==== Data provided ====

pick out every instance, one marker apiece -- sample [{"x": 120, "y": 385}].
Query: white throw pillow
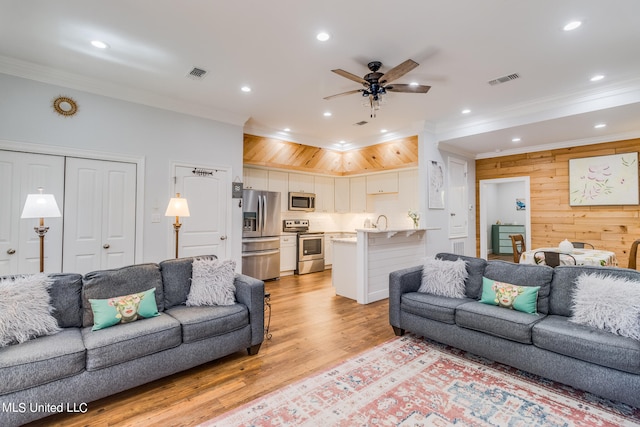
[
  {"x": 444, "y": 278},
  {"x": 25, "y": 310},
  {"x": 212, "y": 282},
  {"x": 608, "y": 303}
]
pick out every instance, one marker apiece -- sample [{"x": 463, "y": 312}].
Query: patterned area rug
[{"x": 410, "y": 381}]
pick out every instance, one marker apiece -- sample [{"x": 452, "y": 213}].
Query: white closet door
[
  {"x": 22, "y": 174},
  {"x": 99, "y": 228},
  {"x": 204, "y": 232}
]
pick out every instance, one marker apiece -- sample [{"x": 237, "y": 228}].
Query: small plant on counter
[{"x": 415, "y": 216}]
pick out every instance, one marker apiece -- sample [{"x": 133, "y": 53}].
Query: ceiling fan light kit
[{"x": 377, "y": 84}]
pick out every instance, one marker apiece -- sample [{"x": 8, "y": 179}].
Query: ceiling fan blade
[
  {"x": 407, "y": 88},
  {"x": 350, "y": 76},
  {"x": 343, "y": 93},
  {"x": 398, "y": 71}
]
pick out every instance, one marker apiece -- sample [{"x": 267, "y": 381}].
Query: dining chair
[
  {"x": 633, "y": 253},
  {"x": 582, "y": 245},
  {"x": 553, "y": 259},
  {"x": 517, "y": 241}
]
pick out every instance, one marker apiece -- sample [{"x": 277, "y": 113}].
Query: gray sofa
[
  {"x": 546, "y": 344},
  {"x": 65, "y": 371}
]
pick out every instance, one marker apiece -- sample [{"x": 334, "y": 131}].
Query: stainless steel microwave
[{"x": 302, "y": 202}]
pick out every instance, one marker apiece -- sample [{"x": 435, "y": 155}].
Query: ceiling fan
[{"x": 377, "y": 84}]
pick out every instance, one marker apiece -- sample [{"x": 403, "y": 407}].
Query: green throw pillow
[
  {"x": 124, "y": 309},
  {"x": 520, "y": 298}
]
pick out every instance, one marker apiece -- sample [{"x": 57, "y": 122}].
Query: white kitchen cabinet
[
  {"x": 342, "y": 196},
  {"x": 279, "y": 182},
  {"x": 325, "y": 193},
  {"x": 255, "y": 179},
  {"x": 288, "y": 253},
  {"x": 358, "y": 194},
  {"x": 382, "y": 183},
  {"x": 301, "y": 183}
]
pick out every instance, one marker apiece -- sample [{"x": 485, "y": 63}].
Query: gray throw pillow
[
  {"x": 25, "y": 310},
  {"x": 444, "y": 278},
  {"x": 608, "y": 303},
  {"x": 212, "y": 282}
]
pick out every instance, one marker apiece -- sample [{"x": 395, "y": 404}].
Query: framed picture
[
  {"x": 435, "y": 172},
  {"x": 604, "y": 180}
]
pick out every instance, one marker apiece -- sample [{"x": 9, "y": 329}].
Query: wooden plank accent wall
[
  {"x": 611, "y": 228},
  {"x": 276, "y": 153}
]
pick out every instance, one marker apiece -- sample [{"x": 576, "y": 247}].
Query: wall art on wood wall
[
  {"x": 604, "y": 180},
  {"x": 435, "y": 171}
]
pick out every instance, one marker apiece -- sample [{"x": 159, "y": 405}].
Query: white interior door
[
  {"x": 22, "y": 174},
  {"x": 458, "y": 221},
  {"x": 100, "y": 215},
  {"x": 205, "y": 231}
]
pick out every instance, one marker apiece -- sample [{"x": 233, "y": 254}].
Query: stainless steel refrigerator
[{"x": 261, "y": 229}]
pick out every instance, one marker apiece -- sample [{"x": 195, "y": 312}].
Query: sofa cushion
[
  {"x": 121, "y": 281},
  {"x": 557, "y": 334},
  {"x": 506, "y": 295},
  {"x": 523, "y": 275},
  {"x": 444, "y": 278},
  {"x": 209, "y": 321},
  {"x": 475, "y": 268},
  {"x": 176, "y": 276},
  {"x": 123, "y": 309},
  {"x": 66, "y": 299},
  {"x": 432, "y": 307},
  {"x": 509, "y": 324},
  {"x": 41, "y": 361},
  {"x": 25, "y": 312},
  {"x": 129, "y": 341}
]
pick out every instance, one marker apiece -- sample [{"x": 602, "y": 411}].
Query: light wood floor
[{"x": 313, "y": 329}]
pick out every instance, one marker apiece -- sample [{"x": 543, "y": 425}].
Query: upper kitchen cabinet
[
  {"x": 255, "y": 179},
  {"x": 301, "y": 183},
  {"x": 325, "y": 193},
  {"x": 382, "y": 183},
  {"x": 342, "y": 195}
]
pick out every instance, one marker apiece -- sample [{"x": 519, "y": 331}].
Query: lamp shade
[
  {"x": 178, "y": 206},
  {"x": 40, "y": 206}
]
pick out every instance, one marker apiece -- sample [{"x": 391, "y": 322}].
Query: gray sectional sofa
[
  {"x": 545, "y": 344},
  {"x": 67, "y": 370}
]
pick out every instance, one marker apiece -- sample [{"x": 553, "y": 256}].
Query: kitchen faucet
[{"x": 386, "y": 222}]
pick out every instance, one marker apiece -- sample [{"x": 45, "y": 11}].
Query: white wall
[{"x": 106, "y": 125}]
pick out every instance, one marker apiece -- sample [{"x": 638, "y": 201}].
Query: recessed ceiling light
[
  {"x": 572, "y": 25},
  {"x": 99, "y": 44}
]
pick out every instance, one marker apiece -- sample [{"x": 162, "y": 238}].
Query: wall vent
[
  {"x": 457, "y": 247},
  {"x": 504, "y": 79},
  {"x": 197, "y": 73}
]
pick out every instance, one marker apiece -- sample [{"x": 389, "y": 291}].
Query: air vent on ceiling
[
  {"x": 197, "y": 73},
  {"x": 504, "y": 79}
]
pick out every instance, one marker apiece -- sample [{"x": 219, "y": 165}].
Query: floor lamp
[
  {"x": 178, "y": 207},
  {"x": 41, "y": 206}
]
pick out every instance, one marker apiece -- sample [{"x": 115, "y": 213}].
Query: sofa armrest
[
  {"x": 250, "y": 292},
  {"x": 402, "y": 282}
]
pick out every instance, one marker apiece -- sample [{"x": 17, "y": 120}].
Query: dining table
[{"x": 582, "y": 256}]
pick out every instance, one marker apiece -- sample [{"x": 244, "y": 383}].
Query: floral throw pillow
[
  {"x": 520, "y": 298},
  {"x": 123, "y": 309}
]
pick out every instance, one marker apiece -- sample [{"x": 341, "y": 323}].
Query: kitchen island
[{"x": 361, "y": 265}]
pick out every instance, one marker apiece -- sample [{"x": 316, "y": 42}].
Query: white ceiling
[{"x": 271, "y": 47}]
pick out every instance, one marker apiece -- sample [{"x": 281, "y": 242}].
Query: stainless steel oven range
[{"x": 310, "y": 248}]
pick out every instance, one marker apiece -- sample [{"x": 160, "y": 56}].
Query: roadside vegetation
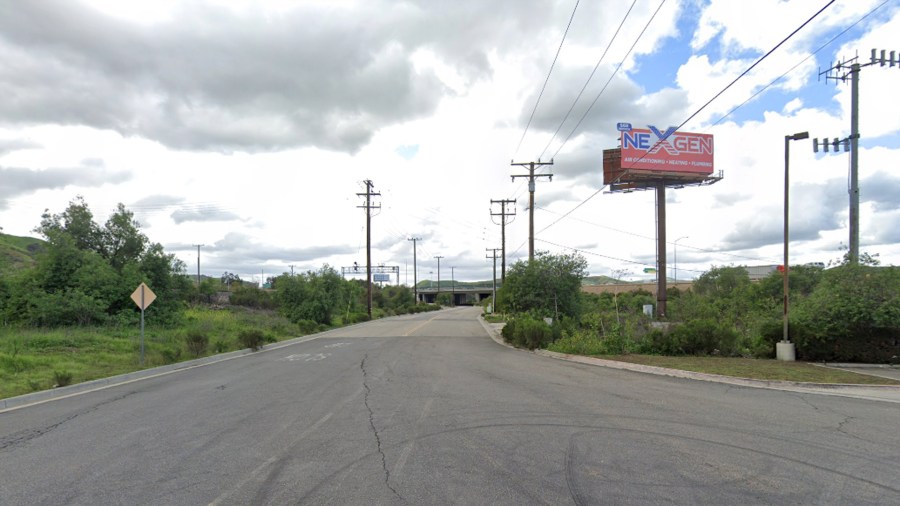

====

Locate every line in the data above that contains the word "steel", and reproduce each of those lines in full.

Query: stainless steel microwave
Query: stainless steel refrigerator
Query: stainless steel oven range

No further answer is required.